• Problem details: Which lines have the string "black"? Copy all of them from the entries below.

• Items from a dataset:
+++

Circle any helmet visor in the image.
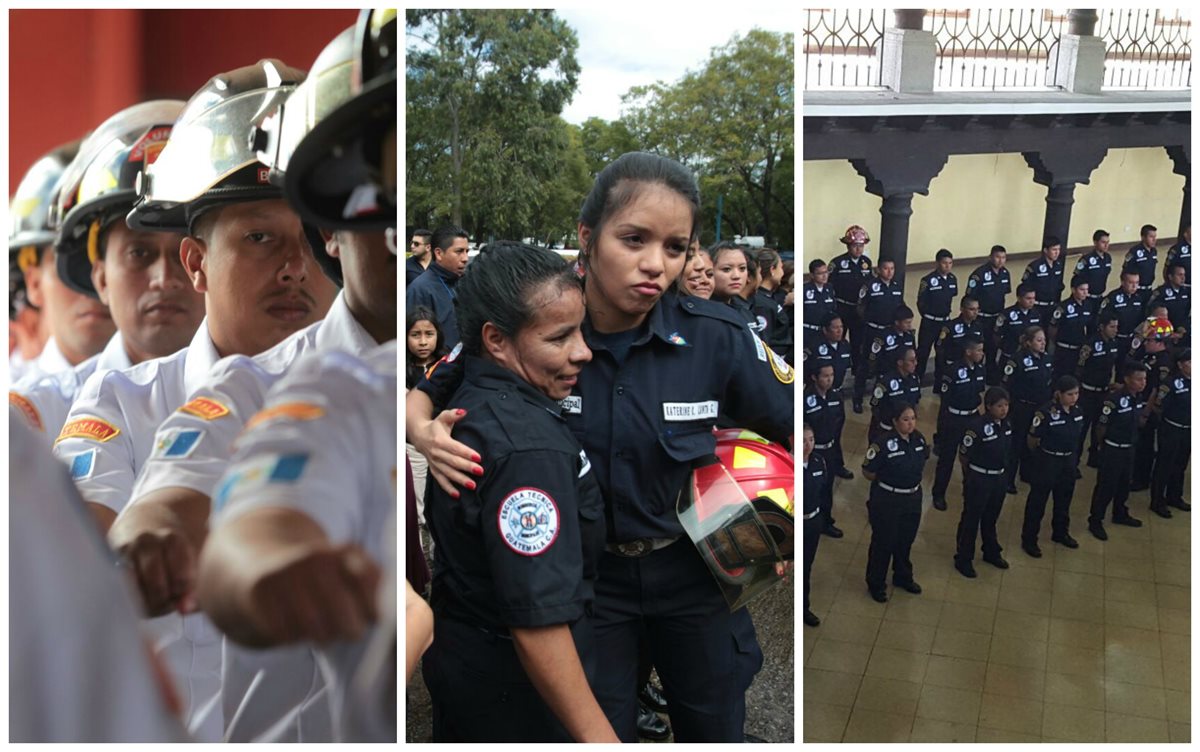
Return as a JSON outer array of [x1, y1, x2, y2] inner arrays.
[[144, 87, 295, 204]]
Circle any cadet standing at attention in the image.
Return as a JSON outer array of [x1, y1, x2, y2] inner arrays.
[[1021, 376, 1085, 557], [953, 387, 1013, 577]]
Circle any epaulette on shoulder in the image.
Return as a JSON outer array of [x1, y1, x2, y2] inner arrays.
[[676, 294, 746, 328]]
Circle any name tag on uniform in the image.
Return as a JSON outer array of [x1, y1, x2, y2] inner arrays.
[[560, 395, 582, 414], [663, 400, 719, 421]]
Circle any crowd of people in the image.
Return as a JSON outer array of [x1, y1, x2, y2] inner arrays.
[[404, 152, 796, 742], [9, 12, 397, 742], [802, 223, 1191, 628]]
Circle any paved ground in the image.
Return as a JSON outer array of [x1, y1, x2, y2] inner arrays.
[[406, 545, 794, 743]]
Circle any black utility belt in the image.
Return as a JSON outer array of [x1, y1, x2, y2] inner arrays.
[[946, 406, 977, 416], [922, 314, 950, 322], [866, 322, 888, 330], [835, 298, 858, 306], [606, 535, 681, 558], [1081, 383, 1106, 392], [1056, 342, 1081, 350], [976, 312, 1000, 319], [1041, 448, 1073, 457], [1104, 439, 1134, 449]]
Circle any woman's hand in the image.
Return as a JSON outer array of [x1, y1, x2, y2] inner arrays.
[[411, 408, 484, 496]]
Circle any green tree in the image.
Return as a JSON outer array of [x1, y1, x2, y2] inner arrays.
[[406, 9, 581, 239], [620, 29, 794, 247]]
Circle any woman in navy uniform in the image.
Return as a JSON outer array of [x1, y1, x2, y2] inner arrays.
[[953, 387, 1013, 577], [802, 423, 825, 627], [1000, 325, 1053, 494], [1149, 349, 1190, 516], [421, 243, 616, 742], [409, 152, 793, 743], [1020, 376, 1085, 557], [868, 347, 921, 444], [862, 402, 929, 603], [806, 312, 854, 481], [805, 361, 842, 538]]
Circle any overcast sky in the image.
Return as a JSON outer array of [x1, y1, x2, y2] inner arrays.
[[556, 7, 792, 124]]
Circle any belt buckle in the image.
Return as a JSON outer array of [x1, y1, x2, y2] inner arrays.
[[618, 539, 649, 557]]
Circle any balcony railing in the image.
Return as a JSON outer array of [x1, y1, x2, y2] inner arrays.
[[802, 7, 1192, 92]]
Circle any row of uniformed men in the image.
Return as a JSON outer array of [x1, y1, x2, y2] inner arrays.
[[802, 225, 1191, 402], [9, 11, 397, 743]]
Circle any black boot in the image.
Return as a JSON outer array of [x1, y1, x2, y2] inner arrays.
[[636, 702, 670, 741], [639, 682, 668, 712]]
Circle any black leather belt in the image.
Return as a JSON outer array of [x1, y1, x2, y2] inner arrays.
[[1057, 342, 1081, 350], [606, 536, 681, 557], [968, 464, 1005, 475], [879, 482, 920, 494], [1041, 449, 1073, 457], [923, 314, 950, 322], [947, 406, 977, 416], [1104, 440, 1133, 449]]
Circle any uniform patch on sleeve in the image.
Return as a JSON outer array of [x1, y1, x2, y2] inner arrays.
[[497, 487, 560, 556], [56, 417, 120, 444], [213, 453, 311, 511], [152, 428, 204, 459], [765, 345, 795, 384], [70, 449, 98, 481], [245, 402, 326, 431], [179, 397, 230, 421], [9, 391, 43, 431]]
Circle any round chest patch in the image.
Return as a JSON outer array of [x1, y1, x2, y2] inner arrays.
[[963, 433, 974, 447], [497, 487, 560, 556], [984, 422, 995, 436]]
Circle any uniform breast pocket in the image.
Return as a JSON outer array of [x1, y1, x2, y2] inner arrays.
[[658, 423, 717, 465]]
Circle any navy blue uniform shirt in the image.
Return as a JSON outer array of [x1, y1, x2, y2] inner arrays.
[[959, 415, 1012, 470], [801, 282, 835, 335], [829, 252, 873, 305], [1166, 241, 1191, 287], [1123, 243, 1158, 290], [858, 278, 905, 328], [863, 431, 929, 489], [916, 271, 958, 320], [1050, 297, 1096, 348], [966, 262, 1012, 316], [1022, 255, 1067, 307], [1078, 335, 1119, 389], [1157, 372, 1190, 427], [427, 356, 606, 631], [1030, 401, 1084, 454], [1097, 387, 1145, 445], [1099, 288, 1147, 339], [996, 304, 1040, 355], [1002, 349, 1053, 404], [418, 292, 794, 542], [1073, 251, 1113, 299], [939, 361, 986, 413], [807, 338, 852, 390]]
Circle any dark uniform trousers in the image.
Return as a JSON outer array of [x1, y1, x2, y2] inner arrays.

+++

• The completed task:
Circle any black utility belt in the image.
Circle any black boot in the image.
Circle any black leather belt in the image.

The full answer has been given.